■ The data
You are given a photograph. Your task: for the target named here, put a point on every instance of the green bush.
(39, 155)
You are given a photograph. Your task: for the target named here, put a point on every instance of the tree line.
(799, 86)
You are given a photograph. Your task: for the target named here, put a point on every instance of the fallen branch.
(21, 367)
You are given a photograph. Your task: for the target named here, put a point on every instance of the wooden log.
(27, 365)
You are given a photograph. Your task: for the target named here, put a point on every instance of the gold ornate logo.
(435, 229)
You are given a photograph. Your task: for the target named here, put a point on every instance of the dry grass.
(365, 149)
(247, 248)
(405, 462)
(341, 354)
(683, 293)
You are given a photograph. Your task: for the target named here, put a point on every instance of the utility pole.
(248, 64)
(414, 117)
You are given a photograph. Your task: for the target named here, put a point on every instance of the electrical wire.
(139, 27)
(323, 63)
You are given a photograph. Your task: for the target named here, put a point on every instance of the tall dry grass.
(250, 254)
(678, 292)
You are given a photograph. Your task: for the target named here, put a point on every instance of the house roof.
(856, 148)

■ What to do
Give an exact repetition of all the material.

■ Response to the task
You are given a photograph. Your task: for the target named here, put a point on every instance of the green bush.
(39, 155)
You are given a photograph. Your task: for the target named here, put a point on every instance of the tree line.
(799, 86)
You are given a photograph. Your task: for the target named here, put a point on every instance of the fallen branch.
(21, 367)
You are given a photograph. Your task: for the target named here, put a point on every instance of the wooden log.
(27, 365)
You are given a photograph. Your task: for the target named here, put a point on every instance of the gold ornate logo.
(435, 229)
You are given a photograph. Your task: for the target named here, put a point on every instance of the dry grass.
(365, 149)
(247, 248)
(405, 462)
(341, 354)
(683, 293)
You are given a photograph. Your task: for the target named here, put a point on every instance of the utility pole.
(248, 64)
(414, 117)
You are given a photograph. Your task: for the target named here, put a point on every instance of the electrical wire.
(139, 27)
(323, 63)
You are given a photograph. Your task: for the target named here, put a point on every instance of the tall dry grass.
(250, 254)
(678, 292)
You are given a photograph. Your task: for the target named here, put a point on every instance of the house roof.
(856, 148)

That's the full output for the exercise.